■ Records for the task
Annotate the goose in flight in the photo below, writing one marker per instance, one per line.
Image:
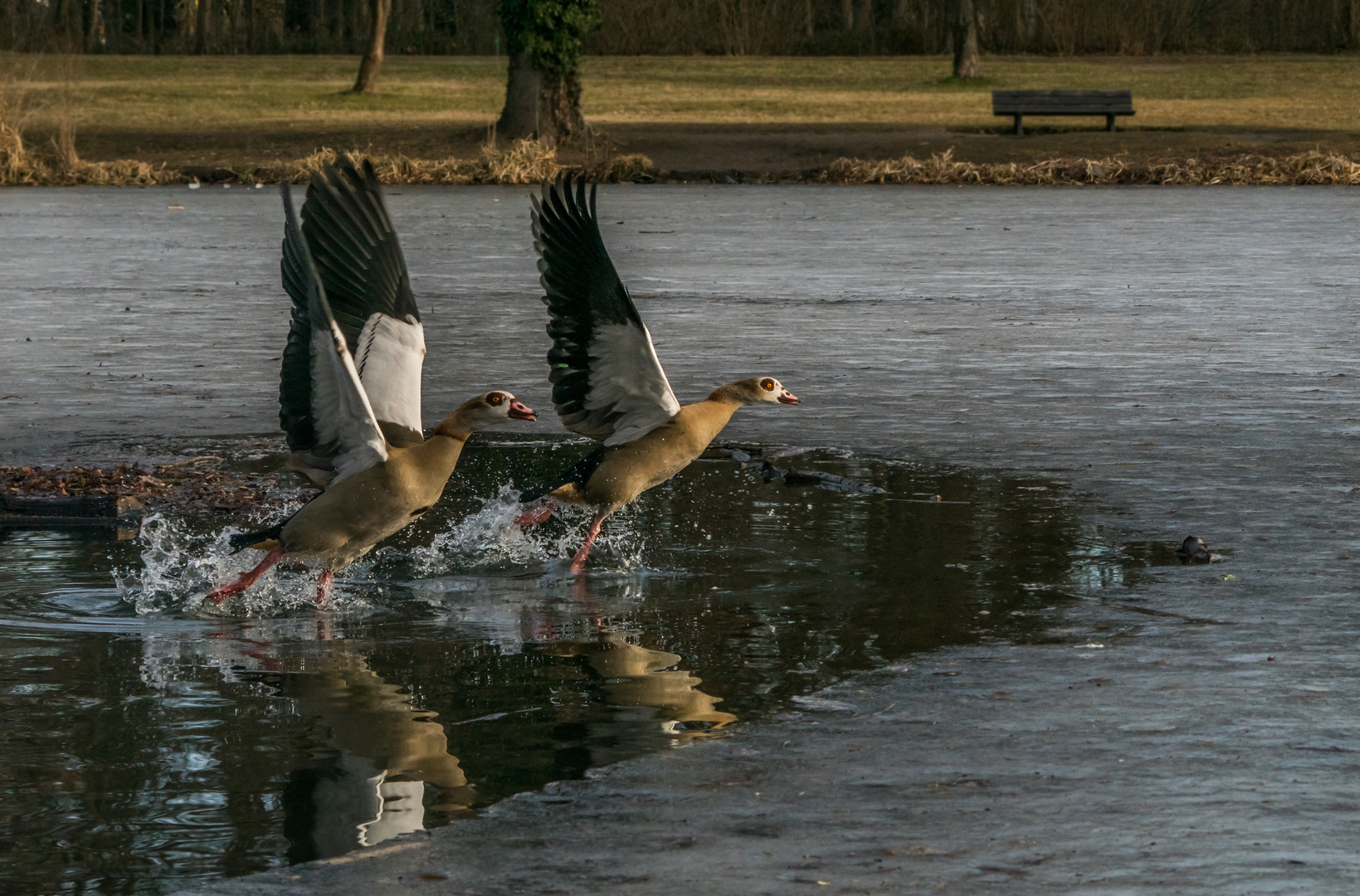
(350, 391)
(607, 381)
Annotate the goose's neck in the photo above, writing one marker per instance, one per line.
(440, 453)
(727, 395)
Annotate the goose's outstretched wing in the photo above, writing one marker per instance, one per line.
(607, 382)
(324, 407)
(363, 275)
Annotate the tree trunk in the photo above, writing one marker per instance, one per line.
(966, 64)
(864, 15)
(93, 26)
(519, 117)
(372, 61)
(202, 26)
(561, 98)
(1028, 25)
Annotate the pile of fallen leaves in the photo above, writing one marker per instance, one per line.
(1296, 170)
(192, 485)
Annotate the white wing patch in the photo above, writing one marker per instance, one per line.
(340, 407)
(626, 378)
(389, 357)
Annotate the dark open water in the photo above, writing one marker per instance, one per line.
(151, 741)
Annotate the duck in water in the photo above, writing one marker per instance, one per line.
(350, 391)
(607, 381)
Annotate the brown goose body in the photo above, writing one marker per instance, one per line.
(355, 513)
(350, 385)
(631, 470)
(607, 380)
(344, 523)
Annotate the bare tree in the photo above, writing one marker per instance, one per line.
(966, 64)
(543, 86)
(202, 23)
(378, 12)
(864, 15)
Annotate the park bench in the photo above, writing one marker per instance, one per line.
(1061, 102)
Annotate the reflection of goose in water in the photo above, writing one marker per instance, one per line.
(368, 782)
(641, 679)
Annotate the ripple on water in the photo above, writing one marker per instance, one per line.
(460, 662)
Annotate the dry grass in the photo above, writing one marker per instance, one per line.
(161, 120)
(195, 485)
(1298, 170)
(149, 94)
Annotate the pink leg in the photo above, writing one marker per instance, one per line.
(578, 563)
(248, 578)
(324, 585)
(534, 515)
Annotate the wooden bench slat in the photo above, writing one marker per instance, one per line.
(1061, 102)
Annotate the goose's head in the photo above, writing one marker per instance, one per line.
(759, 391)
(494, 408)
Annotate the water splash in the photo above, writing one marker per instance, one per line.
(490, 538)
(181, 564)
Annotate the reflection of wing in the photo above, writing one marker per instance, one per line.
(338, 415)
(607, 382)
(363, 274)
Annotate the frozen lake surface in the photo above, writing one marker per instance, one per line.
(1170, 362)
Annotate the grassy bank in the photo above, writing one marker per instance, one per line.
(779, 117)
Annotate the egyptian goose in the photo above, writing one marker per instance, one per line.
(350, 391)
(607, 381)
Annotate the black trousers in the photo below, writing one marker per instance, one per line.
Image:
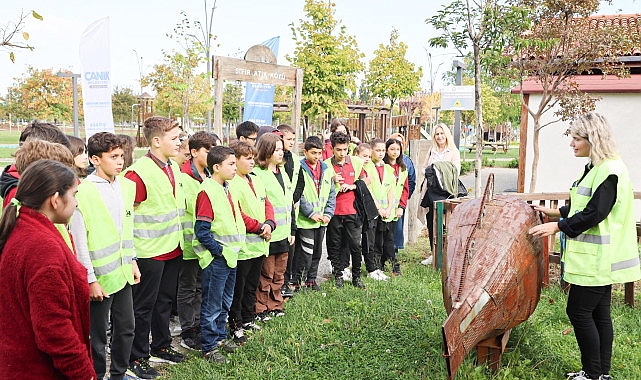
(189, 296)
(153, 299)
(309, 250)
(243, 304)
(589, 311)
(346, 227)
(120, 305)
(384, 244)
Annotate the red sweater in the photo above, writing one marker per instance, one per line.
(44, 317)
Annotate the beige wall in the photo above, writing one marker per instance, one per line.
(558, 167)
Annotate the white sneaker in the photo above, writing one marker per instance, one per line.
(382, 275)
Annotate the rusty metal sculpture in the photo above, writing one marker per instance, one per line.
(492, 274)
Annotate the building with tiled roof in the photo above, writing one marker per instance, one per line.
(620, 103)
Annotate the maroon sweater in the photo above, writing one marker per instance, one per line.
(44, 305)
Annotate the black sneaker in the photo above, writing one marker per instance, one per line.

■ Work item
Every line of the data above should be repeated exactly. Omit the pictures.

■ Exercise solution
Annotate the goose in flight in the photo below, writing one marker per instance, one per line.
Image:
(350, 391)
(607, 381)
Annotate the goose's neck in the photo above, writing one marker per instance, one per line.
(440, 453)
(727, 395)
Annotate the goose's outstretched wing in the photo above, writing one marker per instance, one per line.
(607, 382)
(324, 407)
(363, 275)
Annotate the tree trunk in the photo above, writing one marker per instance, one per line.
(966, 64)
(864, 15)
(93, 26)
(519, 117)
(372, 61)
(202, 26)
(561, 98)
(1028, 25)
Annotate the pile of fallen leaves in the photo above, writing one marker per instance, one per line.
(1296, 170)
(192, 485)
Annotate the white wing patch in the photo above, writing one marker per instance, one per line.
(340, 407)
(626, 378)
(389, 357)
Annotate the dark open water in the photo above, writing one marker per instance, one per line.
(151, 741)
Annotate the duck in water in the photo above, writing one marker per instance, one per line.
(350, 391)
(607, 381)
Annotate the brown goose body in the photo above, writing one marker per instance, one per line.
(355, 513)
(350, 385)
(631, 470)
(607, 380)
(344, 523)
Annotate the bare tree in the photo above, writing one marker per instance, one per line.
(966, 64)
(543, 86)
(202, 23)
(378, 12)
(864, 15)
Annotate the park bench in the photo above, writing one marker per instance, one per line.
(1061, 102)
Annotate the reflection of goose in water in the photo above, writing one marker per instance, one per line.
(368, 782)
(641, 679)
Annotate the ripple on water in the photo above, writing one marker per instance, one per line.
(460, 662)
Annotate the dry grass in the photo above, writing one marker per instance, one per line.
(161, 120)
(195, 485)
(1298, 170)
(149, 94)
Annotate the pink leg in the photo above, writing one marker per instance, one per line.
(578, 563)
(248, 578)
(324, 585)
(534, 515)
Annotate the wooden bench slat in the photo above, writing one marker per instance, one per line.
(1061, 102)
Annotate the goose's head in the photo above, writing one marker per instance, one per line.
(759, 391)
(494, 408)
Annotate the water splash in the photo above, writing one marker per instance, one per line.
(490, 538)
(181, 564)
Annotate the reflection of wing in the photo above, writing one marker per instance, one per line.
(338, 415)
(607, 382)
(363, 274)
Annotate the frozen lake surface in the photo above, writing one marker per instance, one per line.
(1170, 362)
Annotate the grassy bank in the photo above, writing one marker per instance, one per line.
(779, 117)
Annotate the egyptian goose in the photo above, writing one marker per instance, one per line.
(350, 391)
(607, 381)
Annotate the black trousers in the photo below, writing one marker per instance, one per line.
Image:
(189, 296)
(153, 299)
(309, 250)
(243, 304)
(589, 311)
(346, 227)
(120, 305)
(384, 244)
Annotate the red sweater in the photo above, writing one marker per instance, one per line.
(44, 317)
Annotate the beige wall in the photo above, writing one marker per instance, one per line.
(558, 167)
Annotate the white sneaker in the photo above, writing one marker per instance, one per line.
(382, 275)
Annotate the rusty metal sculpture in the photo above, writing one marker per instance, one per line.
(492, 274)
Annotate the building with tiled roof in the photo above, writing one marker per instance, one per line.
(620, 103)
Annotate the maroon sweater in the photo above, writing one marker per instance, one per line.
(44, 305)
Annotate the black sneaker in the photo above, writing one marker per instance, one per line.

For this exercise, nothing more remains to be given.